Copy the lines below verbatim, from the start through the line containing "pixel 1027 652", and nothing past it.
** begin Data for this task **
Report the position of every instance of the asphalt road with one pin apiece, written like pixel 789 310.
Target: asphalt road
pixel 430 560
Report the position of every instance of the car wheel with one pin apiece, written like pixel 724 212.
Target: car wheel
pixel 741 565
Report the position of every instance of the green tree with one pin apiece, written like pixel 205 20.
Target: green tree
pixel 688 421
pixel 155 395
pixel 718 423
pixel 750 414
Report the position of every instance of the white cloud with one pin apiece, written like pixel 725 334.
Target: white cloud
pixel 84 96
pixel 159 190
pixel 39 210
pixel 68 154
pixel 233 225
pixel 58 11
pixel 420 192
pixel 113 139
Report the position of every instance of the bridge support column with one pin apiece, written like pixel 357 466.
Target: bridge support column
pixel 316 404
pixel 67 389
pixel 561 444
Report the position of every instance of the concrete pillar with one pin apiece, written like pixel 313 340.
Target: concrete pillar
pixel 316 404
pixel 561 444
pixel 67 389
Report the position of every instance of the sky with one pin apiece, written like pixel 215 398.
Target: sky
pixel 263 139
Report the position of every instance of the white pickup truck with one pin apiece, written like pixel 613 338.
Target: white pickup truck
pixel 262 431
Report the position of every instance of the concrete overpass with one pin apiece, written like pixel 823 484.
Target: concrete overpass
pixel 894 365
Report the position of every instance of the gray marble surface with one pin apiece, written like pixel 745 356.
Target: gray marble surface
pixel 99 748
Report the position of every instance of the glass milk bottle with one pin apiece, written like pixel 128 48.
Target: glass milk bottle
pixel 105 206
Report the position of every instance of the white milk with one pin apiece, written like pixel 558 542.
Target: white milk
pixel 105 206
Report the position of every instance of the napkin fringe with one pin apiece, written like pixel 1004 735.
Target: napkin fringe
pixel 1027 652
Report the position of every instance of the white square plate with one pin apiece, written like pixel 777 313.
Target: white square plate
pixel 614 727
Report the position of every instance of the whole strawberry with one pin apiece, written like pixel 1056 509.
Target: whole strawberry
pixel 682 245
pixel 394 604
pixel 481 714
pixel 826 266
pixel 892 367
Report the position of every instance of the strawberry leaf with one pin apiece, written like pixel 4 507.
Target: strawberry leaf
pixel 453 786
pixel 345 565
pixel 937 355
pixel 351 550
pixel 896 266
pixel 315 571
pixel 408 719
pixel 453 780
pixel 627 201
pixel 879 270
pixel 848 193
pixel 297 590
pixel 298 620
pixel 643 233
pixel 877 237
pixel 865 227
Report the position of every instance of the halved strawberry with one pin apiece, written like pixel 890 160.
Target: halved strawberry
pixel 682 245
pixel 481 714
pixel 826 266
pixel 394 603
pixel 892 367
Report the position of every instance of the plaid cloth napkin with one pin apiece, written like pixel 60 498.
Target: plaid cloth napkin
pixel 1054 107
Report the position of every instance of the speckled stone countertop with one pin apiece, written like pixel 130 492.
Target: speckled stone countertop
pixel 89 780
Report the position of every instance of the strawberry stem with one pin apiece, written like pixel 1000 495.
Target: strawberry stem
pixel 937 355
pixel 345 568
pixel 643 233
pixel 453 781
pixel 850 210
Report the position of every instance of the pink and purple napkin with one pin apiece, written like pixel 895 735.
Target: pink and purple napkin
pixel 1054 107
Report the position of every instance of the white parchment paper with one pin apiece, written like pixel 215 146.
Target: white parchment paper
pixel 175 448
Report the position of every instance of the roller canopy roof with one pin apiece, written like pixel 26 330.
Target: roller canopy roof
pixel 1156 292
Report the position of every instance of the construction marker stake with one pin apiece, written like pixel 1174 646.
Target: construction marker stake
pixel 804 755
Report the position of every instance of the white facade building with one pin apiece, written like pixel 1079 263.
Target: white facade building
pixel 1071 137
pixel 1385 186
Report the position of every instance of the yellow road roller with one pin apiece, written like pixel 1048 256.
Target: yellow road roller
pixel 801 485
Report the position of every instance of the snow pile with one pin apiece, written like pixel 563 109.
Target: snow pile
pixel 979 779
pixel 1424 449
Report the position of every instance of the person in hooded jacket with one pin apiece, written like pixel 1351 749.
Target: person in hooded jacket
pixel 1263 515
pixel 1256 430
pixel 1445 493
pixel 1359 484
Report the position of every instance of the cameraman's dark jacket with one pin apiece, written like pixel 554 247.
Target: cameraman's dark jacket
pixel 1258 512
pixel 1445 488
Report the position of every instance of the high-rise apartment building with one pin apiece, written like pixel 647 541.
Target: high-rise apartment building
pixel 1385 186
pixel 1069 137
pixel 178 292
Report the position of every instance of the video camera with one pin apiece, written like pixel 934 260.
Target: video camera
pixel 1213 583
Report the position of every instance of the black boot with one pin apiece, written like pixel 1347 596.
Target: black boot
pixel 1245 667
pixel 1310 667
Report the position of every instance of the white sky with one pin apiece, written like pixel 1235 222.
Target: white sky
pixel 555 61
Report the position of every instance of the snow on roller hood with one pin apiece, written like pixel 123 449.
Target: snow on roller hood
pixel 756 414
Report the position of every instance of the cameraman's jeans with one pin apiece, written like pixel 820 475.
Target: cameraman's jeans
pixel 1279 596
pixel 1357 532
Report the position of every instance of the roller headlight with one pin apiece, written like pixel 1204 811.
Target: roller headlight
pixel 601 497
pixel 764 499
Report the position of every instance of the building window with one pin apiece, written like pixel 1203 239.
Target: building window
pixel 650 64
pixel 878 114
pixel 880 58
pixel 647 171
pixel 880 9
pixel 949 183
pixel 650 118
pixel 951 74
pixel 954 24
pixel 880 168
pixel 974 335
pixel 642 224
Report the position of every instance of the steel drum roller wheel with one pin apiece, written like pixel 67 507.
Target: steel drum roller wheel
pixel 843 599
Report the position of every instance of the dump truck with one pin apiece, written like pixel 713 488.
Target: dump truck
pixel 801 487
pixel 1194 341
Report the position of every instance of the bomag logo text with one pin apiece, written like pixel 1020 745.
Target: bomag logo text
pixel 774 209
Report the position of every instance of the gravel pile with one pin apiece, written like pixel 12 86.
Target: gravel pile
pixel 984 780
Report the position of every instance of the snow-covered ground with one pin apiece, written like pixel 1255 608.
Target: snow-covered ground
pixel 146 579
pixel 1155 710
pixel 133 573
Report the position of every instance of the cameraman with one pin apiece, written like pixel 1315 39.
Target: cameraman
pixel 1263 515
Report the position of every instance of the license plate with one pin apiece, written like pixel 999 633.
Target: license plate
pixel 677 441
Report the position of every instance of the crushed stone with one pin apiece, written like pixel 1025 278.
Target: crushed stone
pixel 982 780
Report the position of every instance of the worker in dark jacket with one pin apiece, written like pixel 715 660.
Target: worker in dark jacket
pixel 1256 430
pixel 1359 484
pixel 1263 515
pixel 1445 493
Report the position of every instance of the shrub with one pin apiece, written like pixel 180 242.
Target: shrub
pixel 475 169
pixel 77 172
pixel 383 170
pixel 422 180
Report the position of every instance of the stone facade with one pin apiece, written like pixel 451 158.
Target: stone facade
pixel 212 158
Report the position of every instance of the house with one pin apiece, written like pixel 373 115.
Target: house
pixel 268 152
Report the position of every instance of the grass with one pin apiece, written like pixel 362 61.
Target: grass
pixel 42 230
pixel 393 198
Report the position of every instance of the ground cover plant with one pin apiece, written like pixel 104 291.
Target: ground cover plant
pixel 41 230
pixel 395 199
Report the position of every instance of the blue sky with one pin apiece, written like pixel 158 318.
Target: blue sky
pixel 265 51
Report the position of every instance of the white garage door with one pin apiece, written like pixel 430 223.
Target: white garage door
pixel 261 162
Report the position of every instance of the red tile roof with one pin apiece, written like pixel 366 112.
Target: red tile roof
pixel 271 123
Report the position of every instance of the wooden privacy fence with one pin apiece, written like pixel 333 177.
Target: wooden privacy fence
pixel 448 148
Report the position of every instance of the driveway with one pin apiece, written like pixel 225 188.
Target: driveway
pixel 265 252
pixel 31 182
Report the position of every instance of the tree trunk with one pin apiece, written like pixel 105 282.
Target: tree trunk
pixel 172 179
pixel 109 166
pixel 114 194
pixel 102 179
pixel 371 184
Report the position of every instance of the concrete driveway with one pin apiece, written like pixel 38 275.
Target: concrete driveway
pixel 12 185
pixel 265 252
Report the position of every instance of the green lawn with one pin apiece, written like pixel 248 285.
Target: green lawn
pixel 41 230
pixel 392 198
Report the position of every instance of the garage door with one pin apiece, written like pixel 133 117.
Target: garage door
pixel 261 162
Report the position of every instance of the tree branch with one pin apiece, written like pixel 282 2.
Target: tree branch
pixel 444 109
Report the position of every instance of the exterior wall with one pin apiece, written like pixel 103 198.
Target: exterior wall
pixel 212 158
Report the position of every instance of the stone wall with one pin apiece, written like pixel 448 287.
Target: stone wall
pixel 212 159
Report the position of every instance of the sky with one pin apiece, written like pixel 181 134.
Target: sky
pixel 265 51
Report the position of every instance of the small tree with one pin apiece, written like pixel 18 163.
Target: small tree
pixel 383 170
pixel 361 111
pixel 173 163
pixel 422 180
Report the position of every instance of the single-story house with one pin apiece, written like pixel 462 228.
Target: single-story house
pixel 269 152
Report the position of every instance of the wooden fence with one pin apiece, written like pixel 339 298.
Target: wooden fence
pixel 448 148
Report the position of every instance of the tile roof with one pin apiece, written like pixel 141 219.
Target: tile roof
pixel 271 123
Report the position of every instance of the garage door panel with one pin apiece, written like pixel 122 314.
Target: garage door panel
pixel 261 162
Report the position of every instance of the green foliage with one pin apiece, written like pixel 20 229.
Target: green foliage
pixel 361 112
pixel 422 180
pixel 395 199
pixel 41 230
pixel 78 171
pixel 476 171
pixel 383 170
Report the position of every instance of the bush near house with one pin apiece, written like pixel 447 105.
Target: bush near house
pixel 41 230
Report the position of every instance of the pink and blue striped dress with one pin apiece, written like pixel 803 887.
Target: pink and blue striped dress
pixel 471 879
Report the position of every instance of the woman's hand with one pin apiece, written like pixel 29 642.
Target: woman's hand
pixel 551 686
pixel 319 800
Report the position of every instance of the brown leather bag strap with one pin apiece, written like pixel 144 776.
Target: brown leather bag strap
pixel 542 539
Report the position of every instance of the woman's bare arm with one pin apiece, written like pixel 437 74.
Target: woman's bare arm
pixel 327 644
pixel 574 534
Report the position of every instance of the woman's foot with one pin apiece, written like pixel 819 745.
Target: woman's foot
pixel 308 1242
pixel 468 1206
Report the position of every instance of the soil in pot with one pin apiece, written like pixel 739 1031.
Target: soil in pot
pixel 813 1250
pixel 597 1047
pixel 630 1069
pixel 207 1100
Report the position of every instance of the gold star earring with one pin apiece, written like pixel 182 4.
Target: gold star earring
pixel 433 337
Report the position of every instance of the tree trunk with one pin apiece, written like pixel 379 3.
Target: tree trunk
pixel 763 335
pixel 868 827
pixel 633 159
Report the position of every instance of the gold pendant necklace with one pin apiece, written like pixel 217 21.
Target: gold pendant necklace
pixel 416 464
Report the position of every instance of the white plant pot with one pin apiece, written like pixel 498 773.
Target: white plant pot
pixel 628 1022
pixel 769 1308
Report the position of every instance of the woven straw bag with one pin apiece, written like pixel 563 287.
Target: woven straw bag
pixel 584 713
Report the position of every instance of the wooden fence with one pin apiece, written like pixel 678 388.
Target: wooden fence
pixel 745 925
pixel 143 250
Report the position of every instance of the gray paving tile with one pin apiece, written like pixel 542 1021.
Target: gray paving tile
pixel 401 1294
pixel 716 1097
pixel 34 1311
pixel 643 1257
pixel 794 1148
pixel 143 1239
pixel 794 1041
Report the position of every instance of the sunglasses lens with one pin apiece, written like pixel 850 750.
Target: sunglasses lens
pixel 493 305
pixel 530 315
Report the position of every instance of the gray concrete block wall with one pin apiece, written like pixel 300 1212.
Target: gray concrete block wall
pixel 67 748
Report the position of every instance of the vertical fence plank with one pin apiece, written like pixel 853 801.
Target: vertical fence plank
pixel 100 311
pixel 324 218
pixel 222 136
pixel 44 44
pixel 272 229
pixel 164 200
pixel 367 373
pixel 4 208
** end Data for this task **
Answer for this exercise —
Report the position of every instance of the asphalt road with one pin apiece, written like pixel 789 310.
Target: asphalt road
pixel 430 560
Report the position of every instance of the car wheel with one pin apiece, written like pixel 724 212.
Target: car wheel
pixel 741 565
Report the position of every instance of the green tree with one pin apiece, written like pixel 205 20.
Target: green tree
pixel 688 421
pixel 155 395
pixel 718 423
pixel 750 414
Report the position of every instance of the white cloud with one pin apiece, written like pixel 725 334.
Target: white cloud
pixel 84 96
pixel 159 190
pixel 39 210
pixel 68 154
pixel 233 225
pixel 58 11
pixel 420 192
pixel 113 139
Report the position of every instance of the bridge support column with one pin apiece, written like pixel 357 466.
Target: bridge support column
pixel 316 404
pixel 67 389
pixel 561 444
Report the position of every instance of the concrete pillar with one pin apiece, written like pixel 313 340.
Target: concrete pillar
pixel 316 404
pixel 561 444
pixel 67 389
Report the position of every instance of the sky with one pin apiece, written like pixel 215 398.
Target: sky
pixel 263 139
Report the position of every instance of the white pickup truck with one pin apiece, written like pixel 613 338.
Target: white pickup truck
pixel 262 431
Report the position of every instance of the concrete overpass with one pin apiece, written like pixel 823 484.
Target: concrete overpass
pixel 894 365
Report the position of every instance of the gray marble surface with one pin apiece, written like pixel 745 356.
Target: gray marble surface
pixel 99 748
Report the position of every instance of the glass milk bottle with one pin apiece, written like pixel 128 48.
Target: glass milk bottle
pixel 105 206
Report the position of every instance of the white milk with one pin apiece, written like pixel 558 542.
Target: white milk
pixel 105 206
Report the position of every instance of the napkin fringe with one pin apiece, written like pixel 1004 735.
Target: napkin fringe
pixel 1027 652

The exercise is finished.